> RECORD EXCERPTS:
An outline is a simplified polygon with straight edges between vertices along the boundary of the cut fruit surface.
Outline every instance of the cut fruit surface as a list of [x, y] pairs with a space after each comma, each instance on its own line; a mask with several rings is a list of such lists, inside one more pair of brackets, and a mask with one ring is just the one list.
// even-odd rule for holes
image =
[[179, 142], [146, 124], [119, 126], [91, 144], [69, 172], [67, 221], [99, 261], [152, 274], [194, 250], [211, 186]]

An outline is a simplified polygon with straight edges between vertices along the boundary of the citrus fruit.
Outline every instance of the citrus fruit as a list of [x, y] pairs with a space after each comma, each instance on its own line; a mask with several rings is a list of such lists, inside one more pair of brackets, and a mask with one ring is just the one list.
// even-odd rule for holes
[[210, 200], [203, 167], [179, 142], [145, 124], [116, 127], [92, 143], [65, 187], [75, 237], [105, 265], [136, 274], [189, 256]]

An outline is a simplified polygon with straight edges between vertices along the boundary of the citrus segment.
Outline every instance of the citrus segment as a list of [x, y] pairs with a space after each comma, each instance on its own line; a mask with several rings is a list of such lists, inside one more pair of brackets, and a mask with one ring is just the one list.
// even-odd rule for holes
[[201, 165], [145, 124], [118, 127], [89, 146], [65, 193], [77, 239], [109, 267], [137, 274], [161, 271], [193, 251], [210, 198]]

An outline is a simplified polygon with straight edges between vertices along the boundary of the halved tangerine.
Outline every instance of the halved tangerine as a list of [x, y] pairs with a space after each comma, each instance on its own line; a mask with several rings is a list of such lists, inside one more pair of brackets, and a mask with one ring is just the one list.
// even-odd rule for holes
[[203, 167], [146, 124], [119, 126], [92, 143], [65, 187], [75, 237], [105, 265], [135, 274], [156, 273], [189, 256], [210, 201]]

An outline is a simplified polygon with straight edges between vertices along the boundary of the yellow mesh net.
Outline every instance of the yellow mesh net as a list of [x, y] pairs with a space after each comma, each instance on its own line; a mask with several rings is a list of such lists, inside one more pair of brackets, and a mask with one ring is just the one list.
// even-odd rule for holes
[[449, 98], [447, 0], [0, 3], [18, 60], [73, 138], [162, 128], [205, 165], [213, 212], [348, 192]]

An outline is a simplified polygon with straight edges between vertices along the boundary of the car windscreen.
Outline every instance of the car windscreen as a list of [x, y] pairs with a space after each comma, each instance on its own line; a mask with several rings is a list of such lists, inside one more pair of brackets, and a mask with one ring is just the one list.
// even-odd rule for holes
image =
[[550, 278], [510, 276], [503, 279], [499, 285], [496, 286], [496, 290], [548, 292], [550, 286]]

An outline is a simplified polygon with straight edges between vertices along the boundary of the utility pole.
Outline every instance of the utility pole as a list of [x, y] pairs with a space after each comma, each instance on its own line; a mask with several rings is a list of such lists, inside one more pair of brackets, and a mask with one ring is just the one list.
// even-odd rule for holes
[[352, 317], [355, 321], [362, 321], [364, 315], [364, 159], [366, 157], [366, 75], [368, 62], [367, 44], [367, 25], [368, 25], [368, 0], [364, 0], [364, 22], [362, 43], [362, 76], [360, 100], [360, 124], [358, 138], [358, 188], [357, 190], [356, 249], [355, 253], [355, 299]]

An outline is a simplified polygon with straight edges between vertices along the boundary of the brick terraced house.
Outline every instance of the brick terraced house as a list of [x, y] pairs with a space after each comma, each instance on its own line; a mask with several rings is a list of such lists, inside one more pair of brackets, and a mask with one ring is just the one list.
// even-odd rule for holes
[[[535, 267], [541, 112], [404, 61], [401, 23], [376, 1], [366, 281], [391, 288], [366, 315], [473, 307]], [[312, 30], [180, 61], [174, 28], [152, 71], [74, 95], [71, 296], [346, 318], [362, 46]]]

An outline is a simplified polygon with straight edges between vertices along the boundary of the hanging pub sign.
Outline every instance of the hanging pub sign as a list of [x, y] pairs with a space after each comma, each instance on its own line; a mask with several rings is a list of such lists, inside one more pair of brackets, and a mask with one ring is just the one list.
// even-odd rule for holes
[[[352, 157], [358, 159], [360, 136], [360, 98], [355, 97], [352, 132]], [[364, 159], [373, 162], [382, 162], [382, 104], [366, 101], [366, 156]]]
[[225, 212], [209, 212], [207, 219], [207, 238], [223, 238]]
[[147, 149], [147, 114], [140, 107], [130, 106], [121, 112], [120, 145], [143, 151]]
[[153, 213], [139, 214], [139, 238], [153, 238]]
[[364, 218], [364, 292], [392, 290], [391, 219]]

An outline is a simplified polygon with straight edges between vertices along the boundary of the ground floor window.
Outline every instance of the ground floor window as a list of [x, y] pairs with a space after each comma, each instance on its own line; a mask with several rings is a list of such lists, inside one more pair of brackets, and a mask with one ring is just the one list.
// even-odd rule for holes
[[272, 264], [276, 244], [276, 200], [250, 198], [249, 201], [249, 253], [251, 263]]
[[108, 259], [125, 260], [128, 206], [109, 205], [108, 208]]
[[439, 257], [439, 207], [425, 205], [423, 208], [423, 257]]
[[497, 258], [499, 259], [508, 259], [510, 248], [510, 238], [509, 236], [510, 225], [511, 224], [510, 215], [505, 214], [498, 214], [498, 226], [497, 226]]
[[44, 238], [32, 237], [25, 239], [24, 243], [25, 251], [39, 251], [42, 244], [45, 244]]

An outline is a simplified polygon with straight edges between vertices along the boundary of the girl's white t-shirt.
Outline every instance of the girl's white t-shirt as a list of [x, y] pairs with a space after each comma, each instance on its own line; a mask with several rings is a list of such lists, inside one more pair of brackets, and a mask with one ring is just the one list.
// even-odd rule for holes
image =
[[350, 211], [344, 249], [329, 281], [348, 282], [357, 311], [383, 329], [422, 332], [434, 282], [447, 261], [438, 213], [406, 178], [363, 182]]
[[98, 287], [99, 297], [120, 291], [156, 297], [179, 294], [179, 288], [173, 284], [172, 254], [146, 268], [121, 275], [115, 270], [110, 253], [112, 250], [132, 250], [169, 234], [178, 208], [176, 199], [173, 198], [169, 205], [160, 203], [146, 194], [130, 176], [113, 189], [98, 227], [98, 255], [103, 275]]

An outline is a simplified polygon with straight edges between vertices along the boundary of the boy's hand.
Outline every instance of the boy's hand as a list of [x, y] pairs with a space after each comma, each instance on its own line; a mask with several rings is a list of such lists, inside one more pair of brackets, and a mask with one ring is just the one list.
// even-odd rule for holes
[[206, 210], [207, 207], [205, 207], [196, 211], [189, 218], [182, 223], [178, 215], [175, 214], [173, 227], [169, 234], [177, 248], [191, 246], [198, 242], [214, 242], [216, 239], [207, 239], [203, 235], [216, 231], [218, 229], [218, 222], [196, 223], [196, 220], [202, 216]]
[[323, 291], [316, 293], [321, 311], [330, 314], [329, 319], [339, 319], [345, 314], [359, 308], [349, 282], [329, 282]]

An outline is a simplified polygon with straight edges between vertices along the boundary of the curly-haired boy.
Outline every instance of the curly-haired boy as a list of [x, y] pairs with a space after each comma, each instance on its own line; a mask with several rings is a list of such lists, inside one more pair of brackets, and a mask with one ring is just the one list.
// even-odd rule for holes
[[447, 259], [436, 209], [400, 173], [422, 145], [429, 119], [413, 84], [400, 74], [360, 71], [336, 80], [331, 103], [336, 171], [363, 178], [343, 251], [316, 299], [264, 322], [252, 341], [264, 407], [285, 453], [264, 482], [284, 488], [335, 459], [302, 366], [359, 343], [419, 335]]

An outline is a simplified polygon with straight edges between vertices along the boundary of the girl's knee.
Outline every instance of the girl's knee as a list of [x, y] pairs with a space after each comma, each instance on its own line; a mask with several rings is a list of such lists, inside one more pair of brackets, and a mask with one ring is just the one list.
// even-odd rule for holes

> SHORT PROBLEM:
Retype all of the material above word for word, leaving every line unchanged.

> WRITTEN ANSWER:
An outline is a simplified polygon with straight edges between vertices along the boundary of the cut fruit surface.
Outline every instance of the cut fruit surface as a list of [x, y] pairs with a space after each comma, each instance on its own line; a mask with several rings is a list of such lists, inside one more pair of brackets, and a mask with one ring is just the one list.
// even-odd rule for holes
image =
[[179, 142], [146, 124], [119, 126], [91, 144], [69, 172], [67, 221], [99, 261], [152, 274], [194, 250], [211, 186]]

An outline is a simplified polygon with straight edges between vertices along the boundary of the citrus fruit.
Outline every instance of the citrus fruit as a list of [x, y] pairs with a space after each comma, each instance on its own line; a mask with several rings is a list of such lists, inside one more pair of brackets, and a mask with one ring is just the one list.
// even-odd rule for holes
[[210, 200], [203, 167], [179, 142], [145, 124], [116, 127], [92, 143], [65, 187], [75, 237], [105, 265], [136, 274], [189, 256]]

An outline is a simplified polygon with straight edges between vertices along the boundary of the citrus segment.
Outline every instance of the citrus segment as a list of [x, y] pairs with a space after each comma, each instance on its own line; a mask with several rings is a list of such lists, inside one more pair of brackets, and a mask with one ring is just the one list.
// even-odd rule for holes
[[201, 165], [145, 124], [118, 127], [89, 146], [65, 193], [77, 239], [109, 267], [137, 274], [161, 271], [193, 251], [210, 198]]

An outline is a simplified polygon with straight edges between vertices along the boundary of the halved tangerine.
Outline every instance of the halved tangerine as a list of [x, y] pairs with a space after each comma, each instance on its own line; a mask with several rings is a list of such lists, inside one more pair of brackets, and a mask with one ring is just the one list.
// even-odd rule for holes
[[203, 167], [146, 124], [119, 126], [92, 143], [65, 187], [75, 237], [105, 265], [135, 274], [156, 273], [189, 256], [210, 201]]

An outline is a simplified polygon with straight edges between vertices along the boundary of the yellow mesh net.
Outline every instance of the yellow mesh net as a list of [x, y] pairs with a space after each comma, each instance on its own line; a mask with several rings is a list of such lists, inside one more pair of brackets, and a mask with one ring is just the one list.
// even-odd rule for holes
[[449, 98], [447, 0], [0, 3], [18, 60], [73, 138], [162, 128], [205, 165], [213, 212], [348, 192]]

An outline is a simplified polygon with straight edges between vertices along the boundary of the car windscreen.
Outline every instance of the car windscreen as a list of [x, y] pairs with a space after each comma, each instance on its own line; a mask with several rings is a list of such lists, inside one more pair of brackets, and a mask with one ring is just the one list.
// even-odd rule for holes
image =
[[550, 278], [510, 276], [503, 279], [499, 285], [496, 286], [496, 290], [548, 292], [550, 286]]

An outline is a simplified polygon with straight edges between vertices along the boundary of the utility pole.
Outline every instance of the utility pole as a list of [x, y] pairs with a space after each comma, each instance on its own line; a mask with several rings is a list of such lists, inside one more pair of brackets, and a mask with one ring is just the one list.
// even-odd rule for holes
[[352, 317], [355, 321], [362, 321], [364, 315], [364, 159], [366, 157], [366, 75], [368, 62], [367, 44], [367, 25], [368, 25], [368, 0], [364, 0], [364, 22], [362, 43], [362, 76], [360, 100], [360, 124], [358, 138], [358, 188], [357, 190], [356, 249], [355, 253], [355, 299]]

An outline is a simplified polygon with straight edges between vertices along the boundary of the brick terraced house.
Outline every instance of the brick terraced house as a list of [x, y] pairs with a space after each comma, each instance on its own line; a mask with several rings is a list of such lists, inside one more pair of brackets, and a mask with one ring is just the one list.
// even-odd rule for holes
[[[535, 267], [541, 112], [404, 61], [401, 23], [376, 1], [366, 281], [391, 288], [366, 315], [473, 307]], [[312, 30], [180, 61], [174, 28], [152, 71], [74, 95], [71, 296], [346, 318], [362, 46]]]

An outline is a simplified polygon with straight edges between vertices along the boundary of the hanging pub sign.
Outline every instance of the hanging pub sign as a list of [x, y] pairs with a space after each comma, each instance on its own line; a mask with several rings is a list of such lists, inside one more pair of brackets, and a mask with one ring is just the one list.
// even-odd rule for holes
[[[352, 157], [358, 159], [360, 136], [360, 98], [355, 97], [352, 132]], [[364, 159], [373, 162], [382, 162], [382, 104], [366, 101], [366, 156]]]
[[225, 212], [209, 212], [207, 219], [207, 238], [223, 238]]
[[147, 149], [147, 114], [140, 107], [130, 106], [121, 112], [120, 145], [143, 151]]
[[153, 213], [139, 214], [139, 238], [153, 238]]
[[364, 218], [364, 292], [392, 290], [391, 219]]

An outline is a simplified polygon with straight edges between vertices along the boundary of the ground floor window.
Outline every instance of the ground floor window as a list of [x, y] pairs with a space after each comma, each instance on its own line; a mask with several rings is a list of such lists, inside one more pair of brackets, and a mask with one ring is just the one list.
// even-odd rule for holes
[[272, 264], [276, 244], [276, 200], [250, 198], [249, 201], [249, 253], [251, 263]]
[[108, 259], [125, 260], [128, 206], [109, 205], [108, 208]]
[[439, 257], [439, 207], [425, 205], [423, 208], [423, 257]]
[[497, 258], [499, 259], [508, 259], [510, 248], [510, 238], [509, 236], [510, 225], [511, 224], [510, 215], [505, 214], [498, 214], [498, 226], [497, 226]]
[[44, 238], [32, 237], [25, 239], [24, 243], [25, 251], [39, 251], [42, 244], [45, 244]]

An outline is a simplified polygon with straight edges between vertices along the boundary of the girl's white t-shirt.
Outline every instance of the girl's white t-shirt as a list of [x, y] pairs with a space after each comma, each instance on its own line; a mask with several rings is a list of such lists, inside one more pair of brackets, and a mask with one ring is just the one list.
// even-odd rule for holes
image =
[[350, 211], [344, 249], [329, 281], [348, 282], [357, 311], [383, 329], [422, 332], [434, 282], [447, 261], [438, 213], [406, 178], [363, 182]]
[[98, 287], [99, 297], [120, 291], [156, 297], [179, 294], [179, 288], [173, 284], [172, 254], [146, 268], [121, 275], [115, 270], [110, 253], [112, 250], [132, 250], [169, 234], [178, 208], [176, 199], [173, 198], [169, 205], [160, 203], [146, 194], [130, 176], [113, 189], [98, 227], [98, 255], [103, 275]]

An outline is a simplified polygon with straight edges between vertices along the boundary of the boy's hand.
Outline every instance of the boy's hand as a list of [x, y] pairs with a space after each comma, each instance on its own line; a mask with several rings is a list of such lists, inside one more pair of brackets, and a mask with one ring is just the one list.
// even-odd rule for holes
[[206, 210], [207, 207], [205, 207], [196, 211], [189, 218], [182, 223], [178, 215], [175, 214], [173, 227], [169, 234], [177, 248], [191, 246], [198, 242], [214, 242], [216, 239], [207, 239], [203, 235], [216, 231], [218, 229], [218, 222], [196, 223], [196, 220], [202, 216]]
[[323, 291], [316, 293], [321, 311], [330, 314], [329, 319], [339, 319], [345, 314], [359, 308], [349, 282], [329, 282]]

An outline is a simplified polygon with straight edges between vertices along the boundary of the curly-haired boy.
Outline every instance of the curly-haired boy as a list of [x, y] pairs with a space after each comma, each instance on its own line; a mask with several rings is a list of such lists, inside one more pair of brackets, and a mask with one ring is just the one list.
// even-odd rule for holes
[[447, 259], [436, 209], [400, 173], [422, 145], [429, 119], [413, 84], [400, 74], [360, 71], [336, 80], [331, 103], [336, 171], [363, 178], [343, 251], [316, 299], [264, 322], [252, 341], [264, 407], [285, 453], [264, 482], [284, 488], [335, 459], [302, 366], [359, 343], [419, 335]]

An outline is a simplified polygon with straight edges between vertices along the boundary of the girl's knee.
Outline every instance of the girl's knee as a list of [x, y] pairs with a space after each comma, each instance on its own line; a mask with several rings is a list of such lists, inside one more pair of brackets, and a mask with one ring is just the one list.
// even-odd rule for holes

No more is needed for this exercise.